Point annotation dataset records =
....

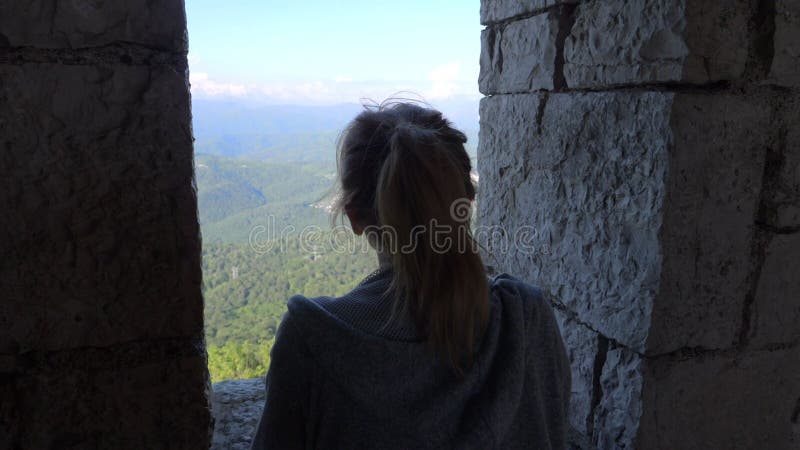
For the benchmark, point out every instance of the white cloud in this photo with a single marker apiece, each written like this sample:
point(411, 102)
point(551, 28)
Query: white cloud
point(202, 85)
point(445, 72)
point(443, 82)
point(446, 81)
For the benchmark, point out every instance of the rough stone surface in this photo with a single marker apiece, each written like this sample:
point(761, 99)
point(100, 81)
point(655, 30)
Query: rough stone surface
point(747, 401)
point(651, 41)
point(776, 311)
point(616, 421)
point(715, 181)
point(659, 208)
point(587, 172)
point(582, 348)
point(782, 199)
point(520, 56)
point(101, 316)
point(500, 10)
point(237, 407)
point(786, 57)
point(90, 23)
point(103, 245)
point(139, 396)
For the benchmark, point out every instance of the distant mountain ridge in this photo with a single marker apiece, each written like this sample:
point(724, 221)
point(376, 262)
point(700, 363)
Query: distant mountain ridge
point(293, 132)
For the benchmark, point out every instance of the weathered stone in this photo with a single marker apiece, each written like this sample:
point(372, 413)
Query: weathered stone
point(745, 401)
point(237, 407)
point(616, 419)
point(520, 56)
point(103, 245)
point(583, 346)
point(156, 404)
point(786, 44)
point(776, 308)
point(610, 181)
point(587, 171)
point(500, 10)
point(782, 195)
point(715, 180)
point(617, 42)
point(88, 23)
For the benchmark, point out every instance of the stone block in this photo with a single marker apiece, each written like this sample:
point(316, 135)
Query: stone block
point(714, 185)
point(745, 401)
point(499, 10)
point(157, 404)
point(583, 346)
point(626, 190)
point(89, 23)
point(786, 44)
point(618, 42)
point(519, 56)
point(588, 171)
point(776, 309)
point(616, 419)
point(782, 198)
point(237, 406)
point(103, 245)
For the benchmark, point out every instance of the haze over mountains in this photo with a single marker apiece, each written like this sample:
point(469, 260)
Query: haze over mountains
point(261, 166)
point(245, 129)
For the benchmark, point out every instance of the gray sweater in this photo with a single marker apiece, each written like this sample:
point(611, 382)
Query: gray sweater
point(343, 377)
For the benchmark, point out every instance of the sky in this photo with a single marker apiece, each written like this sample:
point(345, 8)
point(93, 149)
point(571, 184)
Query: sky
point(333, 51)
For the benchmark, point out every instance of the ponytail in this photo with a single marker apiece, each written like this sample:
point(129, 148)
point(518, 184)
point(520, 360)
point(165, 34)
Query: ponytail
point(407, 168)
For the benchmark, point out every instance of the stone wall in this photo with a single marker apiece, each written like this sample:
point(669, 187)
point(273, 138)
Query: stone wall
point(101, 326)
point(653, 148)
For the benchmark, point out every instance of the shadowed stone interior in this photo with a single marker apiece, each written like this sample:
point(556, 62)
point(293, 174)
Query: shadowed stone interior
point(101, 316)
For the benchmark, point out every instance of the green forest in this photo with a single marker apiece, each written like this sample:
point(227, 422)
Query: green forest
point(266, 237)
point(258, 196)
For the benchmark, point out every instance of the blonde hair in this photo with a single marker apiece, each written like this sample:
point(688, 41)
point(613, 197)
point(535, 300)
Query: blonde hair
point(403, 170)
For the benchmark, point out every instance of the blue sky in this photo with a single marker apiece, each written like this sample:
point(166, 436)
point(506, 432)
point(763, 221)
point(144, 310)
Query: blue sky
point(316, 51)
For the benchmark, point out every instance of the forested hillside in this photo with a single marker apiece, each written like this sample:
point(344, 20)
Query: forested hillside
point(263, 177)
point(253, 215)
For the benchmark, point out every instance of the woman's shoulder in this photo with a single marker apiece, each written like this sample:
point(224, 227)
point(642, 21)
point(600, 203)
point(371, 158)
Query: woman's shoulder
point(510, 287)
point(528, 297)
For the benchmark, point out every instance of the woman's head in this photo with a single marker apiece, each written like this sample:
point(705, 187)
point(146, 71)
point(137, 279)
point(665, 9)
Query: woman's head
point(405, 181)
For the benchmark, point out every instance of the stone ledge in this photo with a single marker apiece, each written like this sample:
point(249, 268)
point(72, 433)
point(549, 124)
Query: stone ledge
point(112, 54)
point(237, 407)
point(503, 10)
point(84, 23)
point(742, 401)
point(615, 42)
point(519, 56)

....

Task details = Can you copy everything from the start of the records down to the line containing "point(139, 396)", swapping "benchmark" for "evaluation" and leaving all else unchanged? Leave the pictures out of your answer.

Solution =
For the evaluation, point out every instance of the white cloud in this photo with a single marker apiece, each written like this sample:
point(411, 102)
point(551, 28)
Query: white cloud
point(202, 85)
point(445, 72)
point(443, 82)
point(446, 81)
For the evaluation, point out every instance of the rough stone surface in this photo with a single marker apiece, each written like this sample:
point(761, 99)
point(100, 81)
point(655, 30)
Query: rough stone surface
point(747, 401)
point(651, 41)
point(776, 311)
point(616, 421)
point(715, 181)
point(659, 208)
point(587, 172)
point(582, 348)
point(782, 199)
point(520, 56)
point(101, 316)
point(500, 10)
point(237, 407)
point(786, 57)
point(90, 23)
point(103, 245)
point(139, 396)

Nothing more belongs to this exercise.